═════ FRAGMENTO SELECCIONADO

Viernes 10 de octubre de 2014 | ADN
Cultura. La Nación
Festival que crece. Con sus permanentes recitales públicos y sus mesas de debate, el encuentro internacional que se realiza en la ciudad santafesina despliega un fértil panorama de las muchas estéticas de los creadores actuales.
Por Martín Lojo
Aunque el nombre del bar Bienvenida Casandra no podría ser
más adecuado para un recital de poesía, los que demoraron su copa más allá de
la medianoche, cuando comienza la última actividad diaria del 22º Festival
Internacional de Poesía de Rosario, no saben bien cómo reaccionar ante los
jóvenes y no tan jóvenes poetas que alzan la voz y eligen sus palabras más
contundentes para imponerse al murmullo. De a poco las respuestas
desprejuiciadas aparecen, desde la diatriba jocosa –“¡pará con la demagogia!”-
hasta el aplauso fervoroso y, más de una vez, el silencio expectante. En ese
espacio hostila la lectura, la poesía parece una batalla viva y se extiende en
las conversaciones de los pasillos: técnicas de costura de libros y materiales
de encuadernación, cuál es el mejor modo de entrevistar a un poeta, el proyecto
de un ensayo sobre el libro de poemas perdido de Juan L. Ortiz.

══════════

▶ TAREA ASIGNADA:
Reanuda la crónica sobre el festival de poesía de Rosario a partir de su última oración. Los registros proceden de otra fuente.

═════ REGISTROS

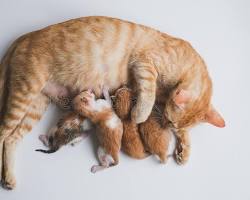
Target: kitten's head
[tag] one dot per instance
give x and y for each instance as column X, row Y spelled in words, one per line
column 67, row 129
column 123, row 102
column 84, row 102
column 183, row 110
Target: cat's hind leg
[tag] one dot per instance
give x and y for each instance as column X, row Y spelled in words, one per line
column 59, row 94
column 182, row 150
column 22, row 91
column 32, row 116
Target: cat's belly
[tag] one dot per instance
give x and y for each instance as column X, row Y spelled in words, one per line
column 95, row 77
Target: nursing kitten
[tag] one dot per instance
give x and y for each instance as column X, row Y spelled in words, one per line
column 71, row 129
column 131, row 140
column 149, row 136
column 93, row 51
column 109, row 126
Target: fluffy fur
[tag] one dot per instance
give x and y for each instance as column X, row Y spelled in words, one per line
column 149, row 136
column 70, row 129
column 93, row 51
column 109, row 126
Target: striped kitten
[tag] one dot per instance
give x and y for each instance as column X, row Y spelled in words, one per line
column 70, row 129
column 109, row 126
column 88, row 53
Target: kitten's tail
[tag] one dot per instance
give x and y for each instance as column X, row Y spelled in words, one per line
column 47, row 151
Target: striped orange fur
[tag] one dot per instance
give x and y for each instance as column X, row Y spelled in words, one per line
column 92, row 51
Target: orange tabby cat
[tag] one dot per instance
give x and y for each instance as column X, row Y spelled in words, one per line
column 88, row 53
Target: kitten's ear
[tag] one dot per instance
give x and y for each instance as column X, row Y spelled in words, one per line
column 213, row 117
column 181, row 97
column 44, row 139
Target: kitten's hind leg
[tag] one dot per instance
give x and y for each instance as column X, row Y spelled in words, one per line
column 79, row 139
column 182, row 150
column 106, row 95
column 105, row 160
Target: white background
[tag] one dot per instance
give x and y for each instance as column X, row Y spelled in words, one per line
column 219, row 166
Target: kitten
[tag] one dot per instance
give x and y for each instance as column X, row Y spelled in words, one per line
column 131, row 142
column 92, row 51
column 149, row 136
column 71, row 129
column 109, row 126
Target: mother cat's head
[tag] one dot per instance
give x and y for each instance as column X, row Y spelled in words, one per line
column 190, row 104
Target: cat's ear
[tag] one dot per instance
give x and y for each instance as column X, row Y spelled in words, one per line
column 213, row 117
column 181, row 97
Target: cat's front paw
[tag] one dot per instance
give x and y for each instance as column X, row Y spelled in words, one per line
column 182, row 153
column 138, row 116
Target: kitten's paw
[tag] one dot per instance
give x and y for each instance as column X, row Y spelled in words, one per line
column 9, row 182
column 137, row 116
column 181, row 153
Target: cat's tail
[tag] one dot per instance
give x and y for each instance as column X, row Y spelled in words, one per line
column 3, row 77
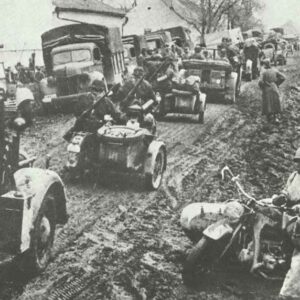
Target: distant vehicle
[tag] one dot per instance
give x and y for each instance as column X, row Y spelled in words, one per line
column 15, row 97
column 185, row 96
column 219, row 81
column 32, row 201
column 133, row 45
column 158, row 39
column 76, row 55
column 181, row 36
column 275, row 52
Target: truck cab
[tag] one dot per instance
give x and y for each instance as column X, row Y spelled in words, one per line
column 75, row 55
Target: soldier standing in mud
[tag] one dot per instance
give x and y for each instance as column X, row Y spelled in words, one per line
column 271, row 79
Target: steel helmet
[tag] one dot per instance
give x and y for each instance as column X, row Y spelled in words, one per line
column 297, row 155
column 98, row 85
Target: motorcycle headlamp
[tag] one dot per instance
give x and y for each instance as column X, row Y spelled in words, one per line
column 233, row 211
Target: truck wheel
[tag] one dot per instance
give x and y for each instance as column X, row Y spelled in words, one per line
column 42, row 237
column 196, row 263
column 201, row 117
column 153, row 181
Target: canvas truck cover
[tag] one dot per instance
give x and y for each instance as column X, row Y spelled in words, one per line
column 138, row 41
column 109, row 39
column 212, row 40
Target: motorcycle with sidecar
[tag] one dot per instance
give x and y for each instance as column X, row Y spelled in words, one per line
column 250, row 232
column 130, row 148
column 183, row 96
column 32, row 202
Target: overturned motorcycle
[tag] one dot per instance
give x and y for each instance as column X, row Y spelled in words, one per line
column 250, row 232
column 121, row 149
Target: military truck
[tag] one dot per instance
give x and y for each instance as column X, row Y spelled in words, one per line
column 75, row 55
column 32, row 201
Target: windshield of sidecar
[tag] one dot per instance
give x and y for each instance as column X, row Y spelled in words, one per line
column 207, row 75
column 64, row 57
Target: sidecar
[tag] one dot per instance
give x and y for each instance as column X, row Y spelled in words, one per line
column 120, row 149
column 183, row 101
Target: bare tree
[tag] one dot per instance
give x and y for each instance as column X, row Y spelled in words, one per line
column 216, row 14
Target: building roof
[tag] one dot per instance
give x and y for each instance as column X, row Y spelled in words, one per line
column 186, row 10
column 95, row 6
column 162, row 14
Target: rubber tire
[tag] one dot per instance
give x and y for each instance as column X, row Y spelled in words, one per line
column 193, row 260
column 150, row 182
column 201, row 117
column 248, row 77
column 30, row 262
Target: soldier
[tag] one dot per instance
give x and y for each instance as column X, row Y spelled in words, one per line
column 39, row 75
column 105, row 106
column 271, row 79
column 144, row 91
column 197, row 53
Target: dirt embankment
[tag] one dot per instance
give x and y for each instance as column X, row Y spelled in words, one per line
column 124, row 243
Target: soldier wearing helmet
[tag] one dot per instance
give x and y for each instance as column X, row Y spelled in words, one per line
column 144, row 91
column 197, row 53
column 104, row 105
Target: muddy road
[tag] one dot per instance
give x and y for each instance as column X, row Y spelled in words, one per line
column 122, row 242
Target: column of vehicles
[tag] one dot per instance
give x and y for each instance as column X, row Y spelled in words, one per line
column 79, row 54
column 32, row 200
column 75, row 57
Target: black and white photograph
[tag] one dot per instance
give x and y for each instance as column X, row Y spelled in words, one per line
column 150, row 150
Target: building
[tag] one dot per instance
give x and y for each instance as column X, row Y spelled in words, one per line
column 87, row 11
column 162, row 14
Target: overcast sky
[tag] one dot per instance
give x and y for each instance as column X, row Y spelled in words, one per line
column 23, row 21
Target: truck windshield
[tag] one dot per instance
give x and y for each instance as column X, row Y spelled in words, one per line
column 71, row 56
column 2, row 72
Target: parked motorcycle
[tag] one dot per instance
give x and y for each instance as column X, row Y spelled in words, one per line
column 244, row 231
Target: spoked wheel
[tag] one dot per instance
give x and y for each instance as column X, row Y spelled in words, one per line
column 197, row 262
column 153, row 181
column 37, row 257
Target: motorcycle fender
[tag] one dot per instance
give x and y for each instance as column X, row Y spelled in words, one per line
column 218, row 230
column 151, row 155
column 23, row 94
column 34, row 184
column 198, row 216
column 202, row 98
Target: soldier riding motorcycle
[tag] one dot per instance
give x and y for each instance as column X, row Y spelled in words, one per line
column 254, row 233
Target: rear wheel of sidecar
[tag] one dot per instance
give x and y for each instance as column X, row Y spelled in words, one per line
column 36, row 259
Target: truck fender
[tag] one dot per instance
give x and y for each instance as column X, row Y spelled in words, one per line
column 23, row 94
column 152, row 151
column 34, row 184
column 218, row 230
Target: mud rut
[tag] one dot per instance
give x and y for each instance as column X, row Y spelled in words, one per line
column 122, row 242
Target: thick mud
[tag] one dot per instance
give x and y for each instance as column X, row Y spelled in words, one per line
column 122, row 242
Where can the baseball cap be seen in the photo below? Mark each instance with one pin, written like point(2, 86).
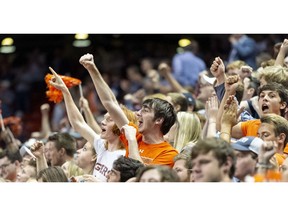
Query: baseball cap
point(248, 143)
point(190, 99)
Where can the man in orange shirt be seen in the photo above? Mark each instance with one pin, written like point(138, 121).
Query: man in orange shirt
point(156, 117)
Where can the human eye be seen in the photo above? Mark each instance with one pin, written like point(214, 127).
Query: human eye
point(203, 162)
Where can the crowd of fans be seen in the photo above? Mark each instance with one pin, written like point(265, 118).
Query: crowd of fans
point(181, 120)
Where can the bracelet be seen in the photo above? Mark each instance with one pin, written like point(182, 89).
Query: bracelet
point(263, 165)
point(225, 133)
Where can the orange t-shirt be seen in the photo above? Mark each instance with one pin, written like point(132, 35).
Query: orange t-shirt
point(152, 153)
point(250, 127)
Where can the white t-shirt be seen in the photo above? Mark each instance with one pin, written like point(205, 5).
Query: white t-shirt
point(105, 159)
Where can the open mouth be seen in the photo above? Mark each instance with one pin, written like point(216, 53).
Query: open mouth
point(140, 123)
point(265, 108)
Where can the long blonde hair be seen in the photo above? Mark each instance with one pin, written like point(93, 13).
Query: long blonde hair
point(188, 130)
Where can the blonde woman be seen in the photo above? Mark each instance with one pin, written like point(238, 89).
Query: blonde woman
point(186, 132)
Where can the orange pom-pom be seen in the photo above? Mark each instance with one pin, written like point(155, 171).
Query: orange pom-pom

══════════

▶ RESPUESTA:
Quien asistió a los tres días de lectura, del jueves 25 al
sábado 27 de septiembre, más la visita a una completísima feria de editoriales
independientes, pudo reconstruir un mapa extenso de poéticas tramado por varias
generaciones y asomarse a la producción de jóvenes autores que escriben en
español en tres continentes. El homenaje a la obra de Juan José Saer con el que
abrió el Festival, en la sala del centro cultural Plataforma Lavardén, fue ya
un punto de partida de la lucha de tradiciones y centros. En la mesa Escribir
con Saer/Escribir contra Saer, Fabián Casas, Francisco Bitar y Jorge Isaías
discutieron sobre la influencia de la obra del santafesino en las nuevas
generaciones. Sus logros poéticos, mediados por la poesía de los 90, son ya una
fuente de recursos en la que los autores jóvenes pueden abrevar sin el peso de
su sombra. Bitar trazó un mapa contundente para señalar el pulso de la
escritura actual: “Hay una patria chica entre Rosario y Bahía Blanca, con
Buenos Aires en el centro”. Tomar distancia de ese centro estimula el trabajo
más radical “entre la resistencia y el resentimiento”.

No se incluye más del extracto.